Raw records:
* Start *
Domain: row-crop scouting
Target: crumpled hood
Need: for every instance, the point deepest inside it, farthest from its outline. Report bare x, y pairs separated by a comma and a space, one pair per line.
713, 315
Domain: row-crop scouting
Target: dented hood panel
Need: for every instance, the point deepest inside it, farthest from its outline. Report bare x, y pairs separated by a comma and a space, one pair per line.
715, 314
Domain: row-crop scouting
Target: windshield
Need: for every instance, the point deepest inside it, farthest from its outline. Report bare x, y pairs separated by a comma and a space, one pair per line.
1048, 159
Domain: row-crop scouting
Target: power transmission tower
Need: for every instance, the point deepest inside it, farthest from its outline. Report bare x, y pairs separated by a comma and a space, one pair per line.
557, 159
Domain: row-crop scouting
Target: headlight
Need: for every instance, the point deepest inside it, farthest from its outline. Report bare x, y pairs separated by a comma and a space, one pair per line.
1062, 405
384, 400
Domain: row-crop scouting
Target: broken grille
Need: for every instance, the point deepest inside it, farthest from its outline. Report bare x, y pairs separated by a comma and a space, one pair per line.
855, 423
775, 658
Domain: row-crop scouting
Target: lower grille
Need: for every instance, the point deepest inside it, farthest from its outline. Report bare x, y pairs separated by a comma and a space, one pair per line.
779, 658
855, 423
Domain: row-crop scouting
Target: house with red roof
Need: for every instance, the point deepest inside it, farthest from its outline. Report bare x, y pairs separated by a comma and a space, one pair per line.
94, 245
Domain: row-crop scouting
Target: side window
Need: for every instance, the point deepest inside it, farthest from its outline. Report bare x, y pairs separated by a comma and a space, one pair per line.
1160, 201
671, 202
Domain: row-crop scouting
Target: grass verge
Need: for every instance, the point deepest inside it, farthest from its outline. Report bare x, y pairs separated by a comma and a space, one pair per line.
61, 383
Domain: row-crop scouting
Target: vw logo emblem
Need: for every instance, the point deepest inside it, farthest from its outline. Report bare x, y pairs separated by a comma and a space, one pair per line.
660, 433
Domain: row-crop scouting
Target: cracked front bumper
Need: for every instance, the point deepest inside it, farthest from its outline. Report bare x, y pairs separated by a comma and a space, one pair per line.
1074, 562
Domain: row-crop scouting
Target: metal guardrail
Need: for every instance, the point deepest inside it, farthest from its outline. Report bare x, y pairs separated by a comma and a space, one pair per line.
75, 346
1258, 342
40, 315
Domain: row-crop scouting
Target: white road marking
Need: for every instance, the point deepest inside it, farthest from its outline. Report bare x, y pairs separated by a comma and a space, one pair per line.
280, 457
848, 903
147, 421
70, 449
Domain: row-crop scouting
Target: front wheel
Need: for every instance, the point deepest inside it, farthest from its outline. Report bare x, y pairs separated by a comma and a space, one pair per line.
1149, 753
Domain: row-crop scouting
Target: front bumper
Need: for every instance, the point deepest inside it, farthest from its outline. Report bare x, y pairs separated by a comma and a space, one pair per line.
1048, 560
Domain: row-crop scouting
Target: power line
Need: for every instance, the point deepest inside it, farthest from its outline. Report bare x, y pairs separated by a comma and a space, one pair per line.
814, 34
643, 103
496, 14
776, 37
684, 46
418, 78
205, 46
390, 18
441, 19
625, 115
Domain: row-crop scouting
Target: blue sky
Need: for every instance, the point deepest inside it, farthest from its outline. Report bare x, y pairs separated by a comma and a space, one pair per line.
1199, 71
* End *
## [GIVEN PROBLEM]
Reproduce the whole listing word for word.

## [FINAL RESULT]
Domain: row-crop scouting
Target: crumpled hood
Need: for every instance, the point deepest inside it, farthest from its outline. Report bare x, y pairs separated by a comma and a space, one pair per line.
713, 315
Domain: row-crop scouting
Target: dented hood panel
Need: for every instance, the point deepest inside it, farthest from its outline. Report bare x, y pairs separated by a comma and a space, one pair per line.
715, 314
Domain: row-crop scouting
Target: windshield
Need: for every instance, the point deepest inside it, farthest from its outline. Report bare x, y pairs separated by a comma and a space, one pair per line.
1048, 159
Domain: row-crop scouting
Target: power transmission tower
Need: for every instance, the point deepest inside it, farthest from its outline. Report bare x, y pairs separated by a comma and a space, one pair per line.
557, 159
Domain: row-crop scouting
Target: headlight
Need: for every instance, the point deepest inside it, farthest from its outline. Report bare x, y pairs separated by a comma and a space, one pair per line.
1062, 405
384, 400
Domain: row-crop scouting
Target: broken grille
Need: for every instance, the point deepest inside it, farthest from its outline. Report bare x, y pairs separated by a comma and a space, one pair per line.
855, 423
775, 658
Domain: row-crop scouting
Target: lower grille
Need: for every instance, the point deepest inside it, farthest from its outline. Report bare x, y pairs separated by a comma and a space, one pair per line.
779, 658
855, 423
Domain: row-crop scouting
Target: house with red roof
Need: for every instance, the point deepest inside it, farthest from its outline. Report bare x, y pairs separated by a comma and a space, one pair per line.
94, 245
Domain: row-crop scouting
Target: side window
Need: for every instance, the point deepest inside it, farthest from its outline. Report bare x, y pairs separated by a comma and a space, one pair per line.
1160, 201
671, 202
Domain: row-crop scouting
Target: grass verge
Need: for every instance, the point deepest inside it, farthest from its outline. Report bare x, y pairs separated by a comma and a space, one pair per line.
61, 383
Domain: row-crop scouting
Target: vw logo emblem
Need: for every instance, the point deepest inside it, farthest from its outline. Report bare x, y pairs separated by a comma and a space, one pair per line.
660, 433
Domain: row-crop scouting
Target: cracked front bumper
Need: for every instance, the point deepest inside it, farthest from its outline. Report bare x, y pairs separated by a comma and a space, one pair per line.
1074, 562
Domain: row-crop scouting
Target: metal guardrail
Need: for every instance, the point deepest inside it, farthest from its outline. Report bare x, y pairs separated by a comma and a space, one pair per line.
75, 346
1258, 342
40, 315
Domain: row-crop scouting
Target: white road marking
Need: for every instance, the point deepest inside it, farthest from its outline. Report bare x, y pairs separated by a comma and a space, one pair per line.
280, 457
848, 903
147, 421
70, 449
Domain: row-crop scouting
Target: front wheel
Need: for every instance, the point deepest inside it, farthest from its outline. Report bare x, y pairs separated by a comma and a space, one pair per line.
1149, 753
Domain: row-crop scouting
Target: front bumper
Need: for every instance, the point deepest inside it, farthest from its outline. Report bare x, y pairs separated by a comma and a space, one pair per line.
1048, 560
Domain: row-crop scouting
Target: power line
Need: for every instance, the point deepest inside it, farthest from its outline. Report bare x, y pairs separated by a comma and a space, one pair per line.
814, 34
643, 103
496, 14
776, 37
684, 46
418, 78
205, 46
390, 18
441, 19
625, 115
Domain: row-crop scouting
Target: blue sky
Need: for every instance, the point deepest inside it, farthest from its outline. Report bare x, y pairs separated by a comma and a space, one pair per line.
1199, 71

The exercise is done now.